━━ QUOTED TEXT

Once again, consumer price inflation is on the move. In March, per the consumer price index (CPI), prices are rising at an annual rate of 3.3 percent. This is well above the Federal Reserve’s inflation target of 2 percent.
Of course, when inflation rises, the Fed’s hands are tied. The central bank can’t cut rates to save a sagging market or boost the economy without risking a 1970s-style inflationary spiral. Investors are betting the Fed will pivot to lower rates later this year. But with inflation returning, the Fed may have to hold or even raise rates to keep things under control.
Younger, Smarter, Better Looking
Those decisions will likely fall on likely incoming Fed Chair Kevin Warsh, who went before the Senate Banking Committee confirmation hearing this week. Warsh is younger, smarter, and better looking than outgoing Fed Chair Powell. He’s also much richer. His net worth is well over $100 million.
Does he have bigger stones than Powell? Does he have the wisdom that Powell lacks? The answers to these questions will be revealed in due time.
Regardless, Warsh will have his hands full. He’ll start his new job at a time when investor expectations are completely disconnected from reality.

━━━━

PROBLEMS AND TASKS ->
1. Can you rewrite the inflation commentary, starting with "Of course, when" and going on through "in due time.", swapping "wisdom" for "judgment"?
2. How would you sum up the inflation commentary in two sentences?
The items after the inflation commentary have no connection to it.

━━ ENTRIES SUPPLIED

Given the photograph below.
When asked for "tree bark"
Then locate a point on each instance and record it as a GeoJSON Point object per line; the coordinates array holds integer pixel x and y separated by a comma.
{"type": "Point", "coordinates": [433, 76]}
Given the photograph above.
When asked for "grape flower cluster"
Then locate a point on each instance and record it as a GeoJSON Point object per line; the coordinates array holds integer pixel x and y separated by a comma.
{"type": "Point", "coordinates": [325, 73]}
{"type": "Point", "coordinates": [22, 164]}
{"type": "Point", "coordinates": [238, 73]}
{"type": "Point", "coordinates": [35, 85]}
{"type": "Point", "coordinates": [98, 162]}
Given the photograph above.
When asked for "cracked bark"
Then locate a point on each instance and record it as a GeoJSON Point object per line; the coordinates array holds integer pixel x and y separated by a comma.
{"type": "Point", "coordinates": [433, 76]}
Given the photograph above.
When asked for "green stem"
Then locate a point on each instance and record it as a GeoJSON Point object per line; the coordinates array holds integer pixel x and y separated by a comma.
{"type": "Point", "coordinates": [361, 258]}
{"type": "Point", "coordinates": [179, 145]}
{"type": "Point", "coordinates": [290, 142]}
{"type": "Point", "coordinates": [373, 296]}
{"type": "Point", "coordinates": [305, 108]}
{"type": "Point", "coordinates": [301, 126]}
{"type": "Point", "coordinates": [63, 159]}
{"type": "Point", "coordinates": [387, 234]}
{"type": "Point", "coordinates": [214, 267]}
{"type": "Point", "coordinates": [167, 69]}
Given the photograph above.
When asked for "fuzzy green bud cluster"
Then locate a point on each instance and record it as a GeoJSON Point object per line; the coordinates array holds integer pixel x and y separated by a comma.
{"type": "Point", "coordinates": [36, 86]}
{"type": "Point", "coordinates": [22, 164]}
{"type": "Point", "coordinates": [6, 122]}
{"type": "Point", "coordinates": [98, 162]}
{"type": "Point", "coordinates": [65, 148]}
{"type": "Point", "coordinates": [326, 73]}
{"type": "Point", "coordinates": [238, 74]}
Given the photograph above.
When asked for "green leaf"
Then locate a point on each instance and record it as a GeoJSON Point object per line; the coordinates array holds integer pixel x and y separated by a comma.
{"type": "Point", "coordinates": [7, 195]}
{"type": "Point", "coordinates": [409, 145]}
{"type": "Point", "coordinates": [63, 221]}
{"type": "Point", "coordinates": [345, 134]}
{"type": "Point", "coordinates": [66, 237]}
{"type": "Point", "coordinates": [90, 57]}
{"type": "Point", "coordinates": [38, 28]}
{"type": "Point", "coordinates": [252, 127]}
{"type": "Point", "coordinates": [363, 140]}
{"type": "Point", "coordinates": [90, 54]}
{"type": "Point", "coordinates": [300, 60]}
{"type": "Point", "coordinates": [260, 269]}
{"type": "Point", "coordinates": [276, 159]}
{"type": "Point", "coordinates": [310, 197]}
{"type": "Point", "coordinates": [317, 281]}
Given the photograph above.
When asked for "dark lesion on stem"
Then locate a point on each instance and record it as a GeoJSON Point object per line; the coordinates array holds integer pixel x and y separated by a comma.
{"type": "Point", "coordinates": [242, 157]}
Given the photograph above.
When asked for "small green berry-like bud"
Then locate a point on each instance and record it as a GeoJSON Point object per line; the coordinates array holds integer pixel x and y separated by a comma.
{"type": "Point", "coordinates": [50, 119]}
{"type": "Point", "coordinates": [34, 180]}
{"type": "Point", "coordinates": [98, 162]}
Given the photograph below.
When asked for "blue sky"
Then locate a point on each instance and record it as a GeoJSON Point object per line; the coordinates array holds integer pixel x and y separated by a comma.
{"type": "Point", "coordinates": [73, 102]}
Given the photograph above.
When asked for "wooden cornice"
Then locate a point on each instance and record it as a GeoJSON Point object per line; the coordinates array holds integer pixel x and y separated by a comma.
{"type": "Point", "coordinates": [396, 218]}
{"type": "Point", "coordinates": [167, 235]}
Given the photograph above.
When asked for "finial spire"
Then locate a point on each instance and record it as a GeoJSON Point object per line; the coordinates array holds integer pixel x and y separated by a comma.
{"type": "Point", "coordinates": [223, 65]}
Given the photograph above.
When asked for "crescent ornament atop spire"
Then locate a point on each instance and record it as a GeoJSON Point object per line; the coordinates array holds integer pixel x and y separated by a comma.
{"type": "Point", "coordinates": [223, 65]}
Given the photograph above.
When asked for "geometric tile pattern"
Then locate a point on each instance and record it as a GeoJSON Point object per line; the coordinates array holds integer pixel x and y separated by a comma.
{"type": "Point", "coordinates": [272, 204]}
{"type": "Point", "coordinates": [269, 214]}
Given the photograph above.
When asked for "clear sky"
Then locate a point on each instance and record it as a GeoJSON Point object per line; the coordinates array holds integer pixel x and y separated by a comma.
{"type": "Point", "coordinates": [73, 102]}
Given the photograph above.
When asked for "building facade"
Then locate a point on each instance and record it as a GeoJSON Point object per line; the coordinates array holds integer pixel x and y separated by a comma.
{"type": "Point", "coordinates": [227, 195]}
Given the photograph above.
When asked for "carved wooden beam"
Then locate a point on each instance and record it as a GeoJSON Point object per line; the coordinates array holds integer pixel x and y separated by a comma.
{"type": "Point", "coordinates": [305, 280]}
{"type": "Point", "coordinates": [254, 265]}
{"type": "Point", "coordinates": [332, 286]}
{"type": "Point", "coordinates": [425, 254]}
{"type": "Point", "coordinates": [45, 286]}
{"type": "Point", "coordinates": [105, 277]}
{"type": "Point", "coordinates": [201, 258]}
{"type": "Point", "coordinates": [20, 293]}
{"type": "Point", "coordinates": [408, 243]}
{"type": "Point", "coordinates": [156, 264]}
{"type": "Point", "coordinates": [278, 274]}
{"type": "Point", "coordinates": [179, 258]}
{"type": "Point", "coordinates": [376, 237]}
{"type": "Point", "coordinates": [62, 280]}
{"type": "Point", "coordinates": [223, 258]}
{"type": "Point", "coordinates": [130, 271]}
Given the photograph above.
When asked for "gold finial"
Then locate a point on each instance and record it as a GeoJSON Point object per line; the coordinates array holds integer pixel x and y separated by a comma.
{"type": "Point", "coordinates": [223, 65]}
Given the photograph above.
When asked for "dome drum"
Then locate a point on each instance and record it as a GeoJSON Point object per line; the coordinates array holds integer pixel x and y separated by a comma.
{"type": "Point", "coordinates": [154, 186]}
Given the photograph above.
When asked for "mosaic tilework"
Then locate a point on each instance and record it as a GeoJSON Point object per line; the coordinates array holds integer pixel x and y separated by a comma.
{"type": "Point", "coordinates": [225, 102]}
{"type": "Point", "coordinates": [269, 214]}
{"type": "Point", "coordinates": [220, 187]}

━━━━

RESPONSES BY TASK ->
1.
Of course, when inflation rises, the Fed’s hands are tied. The central bank can’t cut rates to save a sagging market or boost the economy without risking a 1970s-style inflationary spiral. Investors are betting the Fed will pivot to lower rates later this year. But with inflation returning, the Fed may have to hold or even raise rates to keep things under control.
Younger, Smarter, Better Looking
Those decisions will likely fall on likely incoming Fed Chair Kevin Warsh, who went before the Senate Banking Committee confirmation hearing this week. Warsh is younger, smarter, and better looking than outgoing Fed Chair Powell. He’s also much richer. His net worth is well over $100 million.
Does he have bigger stones than Powell? Does he have the judgment that Powell lacks? The answers to these questions will be revealed in due time.

2. Consumer prices were rising at an annual rate of 3.3 percent in March, well above the Federal Reserve's 2 percent target, so the Fed may have to hold or even raise rates instead of the cuts investors are betting on. Those decisions will likely fall to Kevin Warsh, the likely incoming Fed chair, who went before a Senate confirmation hearing this week and will start at a time when investor expectations are disconnected from reality.